▶ **SET PROBLEM**:
Put the lines below into a two-column CSV with the headers challenge and boxes, one row per line that begins with "Challenge:". The first field holds that line, and the second holds every line after it up to the next such line; wrap each field in double quotes and replace line breaks with spaces.
──────── DATA PROVIDED ────────
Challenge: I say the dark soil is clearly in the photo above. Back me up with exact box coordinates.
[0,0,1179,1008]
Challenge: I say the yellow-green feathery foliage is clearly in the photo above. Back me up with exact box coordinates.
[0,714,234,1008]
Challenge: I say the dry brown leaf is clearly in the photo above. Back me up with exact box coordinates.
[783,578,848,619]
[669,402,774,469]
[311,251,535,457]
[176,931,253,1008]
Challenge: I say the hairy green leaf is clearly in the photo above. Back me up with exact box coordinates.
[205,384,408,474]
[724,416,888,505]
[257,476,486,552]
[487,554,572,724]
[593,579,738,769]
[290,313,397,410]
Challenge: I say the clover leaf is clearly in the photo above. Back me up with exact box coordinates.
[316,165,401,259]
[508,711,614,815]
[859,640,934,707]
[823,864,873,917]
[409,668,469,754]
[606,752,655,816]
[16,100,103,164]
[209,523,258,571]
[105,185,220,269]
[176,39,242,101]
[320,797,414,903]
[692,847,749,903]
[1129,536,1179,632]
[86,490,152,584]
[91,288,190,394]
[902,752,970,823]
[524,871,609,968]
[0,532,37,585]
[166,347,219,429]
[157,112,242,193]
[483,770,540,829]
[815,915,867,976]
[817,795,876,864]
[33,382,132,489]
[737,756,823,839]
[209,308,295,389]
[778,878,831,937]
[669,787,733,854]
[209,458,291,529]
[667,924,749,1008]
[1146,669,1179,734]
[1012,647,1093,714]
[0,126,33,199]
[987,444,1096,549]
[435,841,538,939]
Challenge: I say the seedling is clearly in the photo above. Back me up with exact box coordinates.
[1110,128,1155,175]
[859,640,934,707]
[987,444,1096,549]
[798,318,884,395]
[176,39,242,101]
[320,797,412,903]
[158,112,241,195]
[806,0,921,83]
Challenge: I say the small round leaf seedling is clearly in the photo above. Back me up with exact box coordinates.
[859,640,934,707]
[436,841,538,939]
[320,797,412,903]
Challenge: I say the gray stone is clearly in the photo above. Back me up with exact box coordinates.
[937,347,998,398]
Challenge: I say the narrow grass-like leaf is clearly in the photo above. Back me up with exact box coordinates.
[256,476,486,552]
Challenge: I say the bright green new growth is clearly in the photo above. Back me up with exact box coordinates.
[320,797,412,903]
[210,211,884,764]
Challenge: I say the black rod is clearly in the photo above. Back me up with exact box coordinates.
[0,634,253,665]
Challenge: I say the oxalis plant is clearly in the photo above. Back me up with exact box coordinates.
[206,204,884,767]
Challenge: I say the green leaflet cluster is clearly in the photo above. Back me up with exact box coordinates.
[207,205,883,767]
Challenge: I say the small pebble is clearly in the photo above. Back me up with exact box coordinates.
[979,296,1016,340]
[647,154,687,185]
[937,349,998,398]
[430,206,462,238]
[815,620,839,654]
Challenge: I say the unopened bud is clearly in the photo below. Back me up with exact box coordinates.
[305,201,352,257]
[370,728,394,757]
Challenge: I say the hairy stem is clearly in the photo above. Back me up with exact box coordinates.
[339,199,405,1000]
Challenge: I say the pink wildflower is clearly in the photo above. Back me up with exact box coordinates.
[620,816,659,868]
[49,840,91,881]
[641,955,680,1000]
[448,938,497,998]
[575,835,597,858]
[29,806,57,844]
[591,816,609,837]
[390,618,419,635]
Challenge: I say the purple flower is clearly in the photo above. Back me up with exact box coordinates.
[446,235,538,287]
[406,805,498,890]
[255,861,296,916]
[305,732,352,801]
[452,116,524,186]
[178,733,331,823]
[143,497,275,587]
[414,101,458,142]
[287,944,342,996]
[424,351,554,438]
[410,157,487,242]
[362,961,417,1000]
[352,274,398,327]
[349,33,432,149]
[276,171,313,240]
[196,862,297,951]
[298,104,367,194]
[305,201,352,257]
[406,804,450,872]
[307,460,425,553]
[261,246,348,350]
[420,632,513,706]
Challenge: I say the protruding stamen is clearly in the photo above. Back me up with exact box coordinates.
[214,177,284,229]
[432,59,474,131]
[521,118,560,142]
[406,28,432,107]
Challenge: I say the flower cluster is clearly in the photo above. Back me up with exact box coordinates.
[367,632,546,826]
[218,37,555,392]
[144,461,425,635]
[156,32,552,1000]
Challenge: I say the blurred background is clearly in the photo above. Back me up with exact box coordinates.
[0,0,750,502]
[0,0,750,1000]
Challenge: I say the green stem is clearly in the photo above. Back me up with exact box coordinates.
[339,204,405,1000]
────────
▶ **OUTPUT FOR THIS TASK**:
challenge,boxes
"Challenge: I say the dark soil is clearly in the photo above. Back me up with exact box coordinates.","[0,0,1179,1008]"
"Challenge: I say the yellow-green feathery foliage is clearly in the photo above. Back me up with exact box coordinates.","[0,714,234,1008]"
"Challenge: I say the dry brown leaf is clearly in the photo above. Back me up with exact box coordinates.","[783,578,848,619] [669,402,774,469] [311,251,535,457] [176,931,253,1008]"
"Challenge: I say the hairy green leaf is clearly in the photo above. Back me up with exact box coordinates.","[205,384,408,474] [724,416,888,505] [257,476,486,552] [487,554,572,724] [593,579,738,769] [290,313,397,410]"
"Challenge: I say the clover leaf is clearly in the photo above. Back me up with exact box coordinates.","[316,165,401,259] [508,711,614,815] [859,640,934,707] [823,864,873,917] [409,668,469,754] [606,752,655,816] [16,100,103,164] [209,523,258,571] [105,185,220,269] [176,39,242,101] [320,797,414,903] [692,847,749,903] [1129,536,1179,632] [86,490,152,584] [91,288,190,394] [902,752,970,823] [524,871,609,968] [0,532,37,585] [166,347,219,429] [157,112,242,193] [483,770,540,829] [815,915,867,976] [817,795,876,864] [33,382,132,489] [737,756,823,839] [209,308,295,389] [778,878,831,937] [669,787,733,854] [209,458,291,529] [667,924,749,1008] [1146,669,1179,734] [1012,647,1093,714] [0,126,33,199] [987,444,1096,549] [435,841,538,939]"
"Challenge: I say the seedling is clearly in the photo above. Back me up with exact box coordinates.","[1110,128,1155,175] [859,640,934,707] [987,444,1096,549] [798,318,884,395] [176,39,242,101] [320,797,412,903] [158,112,241,195] [806,0,921,83]"
"Challenge: I say the small round leaf seedling is clearly in the photo above. Back me up with exact box coordinates.","[859,640,934,707] [436,841,538,939] [320,797,412,903]"
"Challenge: I say the gray stone is clearly in the photo above. Back me up with exact box coordinates.","[937,347,998,398]"
"Challenge: I say the narrow grass-like leaf is clearly in the photo above. Back me up with exact box coordinates.","[256,476,486,552]"
"Challenge: I say the bright green new growth is clearly in the photo above. Back me up with exact box coordinates.","[320,797,412,903] [210,211,884,764]"
"Challenge: I say the black rod is clearly in the photo above. Back me up with exact box coordinates.","[0,634,253,665]"
"Challenge: I say the oxalis plant is clearly in the photo above. Back me up with exact box coordinates.","[206,204,884,767]"
"Challenge: I say the green leaflet cluster is clearly in the photo above. Back me up with exact box coordinates.","[207,205,883,767]"
"Challenge: I say the small pebble is clearly in the photo above. Back me up with exact box coordinates.","[979,296,1016,340] [647,154,687,185] [937,349,998,398] [430,206,462,238] [815,620,839,654]"
"Challenge: I say the unopened bud is clearly in the photo below. Back me up with exact box coordinates.","[305,201,352,257] [370,728,394,757]"
"Challenge: I say the hairy stem is clearly in the photo above. Back me up with exact box coordinates.","[339,199,405,1000]"
"Challenge: I say the pink wildflower is clearly in the photo above. Back me up with exact box coordinates.","[620,816,659,868] [49,840,91,881] [641,955,680,1000] [448,938,497,998] [575,835,597,858] [29,806,57,844] [591,816,609,837] [390,618,419,635]"
"Challenge: I say the purple flower is clearly in the photo above. Back me up with exact box coordinates.","[446,235,538,287] [406,805,498,890] [255,861,296,916] [305,732,352,801] [452,116,524,186] [178,733,331,823] [143,497,275,587] [414,101,458,142] [287,944,342,996] [424,351,554,438] [410,157,487,242] [362,961,417,1000] [352,274,398,327] [349,33,432,149] [276,171,313,240] [196,862,297,951] [298,104,367,194] [305,201,352,257] [406,804,450,872] [307,460,425,553] [261,246,348,350] [420,632,513,706]"
"Challenge: I say the protruding stamen is clearly in the photo above. Back me up with exact box coordinates.","[214,177,284,229] [432,59,474,131] [521,118,560,142] [406,28,432,107]"
"Challenge: I say the flower cluster is clearly in the photo above. Back me up with exact box coordinates.","[367,632,546,826] [218,37,555,392] [144,461,425,635] [156,32,552,1000]"
"Challenge: I say the blurred background is clearly in the photo above. Back me up with exact box coordinates.","[0,0,750,502] [0,0,750,1000]"
"Challenge: I say the green stem is clearly in the photo above. Back me up with exact box coordinates.","[339,204,405,1000]"